* **PROBLEMS TO SOLVE**:
(a) Translate this sentence from the recovery passage into Spanish: "I had epidurals and injections for pain."
(b) Rewrite the recovery passage from "I returned to" up to and including "from the operation.", putting "surgery" in place of "operation".

* **SOURCE PASSAGE**:
=== Begin Enclosure ===

I went on numerous visits to my consultant, to nerve specialists, more MRIs, other consultants. I had epidurals and injections for pain. I began to look forward to the “happy juice” I would be injected with before I would drift off to Neverland where there was no pain and I could walk or even run if I wished. But I would always wake up and eventually the penny dropped.

I wasn’t getting better.

I returned to work – I brightly said it was a positive as I was enhancing the disability quota. I rolled my eyes and insisted “it could be worse” when asked how was I taking the fallout from the operation.

I pasted on a smile and bought sparkly flat sports shoes in the sales at House of Fraser, a size too big so I could fit the horrible splint into them. And, at night, I would wake from short, sedated bursts of sleep in fits of fury and frighten the dog by throwing whatever was handy at the wall.

=== End Enclosure ===

(Data excerpts)
=== Begin Enclosure ===

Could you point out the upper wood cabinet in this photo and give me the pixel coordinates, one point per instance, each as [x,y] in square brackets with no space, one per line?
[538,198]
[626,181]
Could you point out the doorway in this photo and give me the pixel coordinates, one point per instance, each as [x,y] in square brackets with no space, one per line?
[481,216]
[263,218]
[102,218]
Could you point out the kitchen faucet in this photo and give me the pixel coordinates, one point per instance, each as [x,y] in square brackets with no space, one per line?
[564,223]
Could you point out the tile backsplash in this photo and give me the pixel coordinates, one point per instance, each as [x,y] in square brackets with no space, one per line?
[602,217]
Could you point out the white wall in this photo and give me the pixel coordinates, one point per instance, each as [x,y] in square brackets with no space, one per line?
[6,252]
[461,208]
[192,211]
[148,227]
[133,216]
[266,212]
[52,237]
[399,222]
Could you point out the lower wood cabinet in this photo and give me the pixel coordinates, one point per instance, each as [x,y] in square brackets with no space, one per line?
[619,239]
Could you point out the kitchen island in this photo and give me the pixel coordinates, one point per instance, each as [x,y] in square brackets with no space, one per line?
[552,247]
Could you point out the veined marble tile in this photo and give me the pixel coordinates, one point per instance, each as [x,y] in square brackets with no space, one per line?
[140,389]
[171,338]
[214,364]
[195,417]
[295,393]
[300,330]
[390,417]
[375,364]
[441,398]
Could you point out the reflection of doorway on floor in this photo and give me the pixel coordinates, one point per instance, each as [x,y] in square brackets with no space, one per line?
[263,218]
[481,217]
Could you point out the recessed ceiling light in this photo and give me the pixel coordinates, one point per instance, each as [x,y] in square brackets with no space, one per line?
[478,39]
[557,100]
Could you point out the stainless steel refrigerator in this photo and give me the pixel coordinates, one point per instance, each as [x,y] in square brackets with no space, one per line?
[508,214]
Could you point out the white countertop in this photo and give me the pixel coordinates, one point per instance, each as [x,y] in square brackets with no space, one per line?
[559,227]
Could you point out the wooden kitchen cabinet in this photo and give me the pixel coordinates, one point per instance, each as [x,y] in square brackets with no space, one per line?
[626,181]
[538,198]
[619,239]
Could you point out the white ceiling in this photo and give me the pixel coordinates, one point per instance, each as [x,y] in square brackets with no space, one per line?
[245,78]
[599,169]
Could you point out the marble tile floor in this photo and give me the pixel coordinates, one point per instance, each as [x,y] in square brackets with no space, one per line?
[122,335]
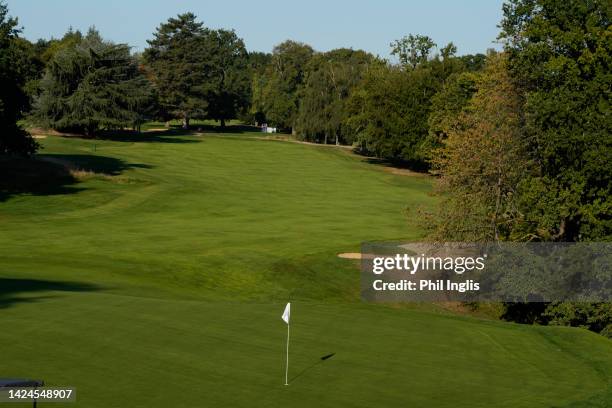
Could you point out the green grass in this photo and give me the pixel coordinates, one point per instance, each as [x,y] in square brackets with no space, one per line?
[156,278]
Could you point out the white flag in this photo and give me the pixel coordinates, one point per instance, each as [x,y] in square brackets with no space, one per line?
[287,313]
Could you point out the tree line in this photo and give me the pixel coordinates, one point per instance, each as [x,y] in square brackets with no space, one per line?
[519,140]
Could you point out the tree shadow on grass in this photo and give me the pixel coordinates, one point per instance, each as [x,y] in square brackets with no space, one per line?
[52,174]
[14,291]
[170,135]
[415,166]
[313,365]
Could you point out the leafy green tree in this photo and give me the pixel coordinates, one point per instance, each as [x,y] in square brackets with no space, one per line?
[388,111]
[331,76]
[483,158]
[258,63]
[13,98]
[179,65]
[93,85]
[276,91]
[230,76]
[560,54]
[413,50]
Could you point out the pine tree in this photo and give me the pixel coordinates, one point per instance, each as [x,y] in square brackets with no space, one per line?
[179,66]
[92,85]
[13,98]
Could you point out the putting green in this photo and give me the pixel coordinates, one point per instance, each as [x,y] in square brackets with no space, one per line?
[161,284]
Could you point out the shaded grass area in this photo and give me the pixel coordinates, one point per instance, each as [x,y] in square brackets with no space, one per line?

=== End Enclosure ===

* **SOLUTION SET**:
(a) Me pusieron epidurales e inyecciones para el dolor.

(b)
I returned to work – I brightly said it was a positive as I was enhancing the disability quota. I rolled my eyes and insisted “it could be worse” when asked how was I taking the fallout from the surgery.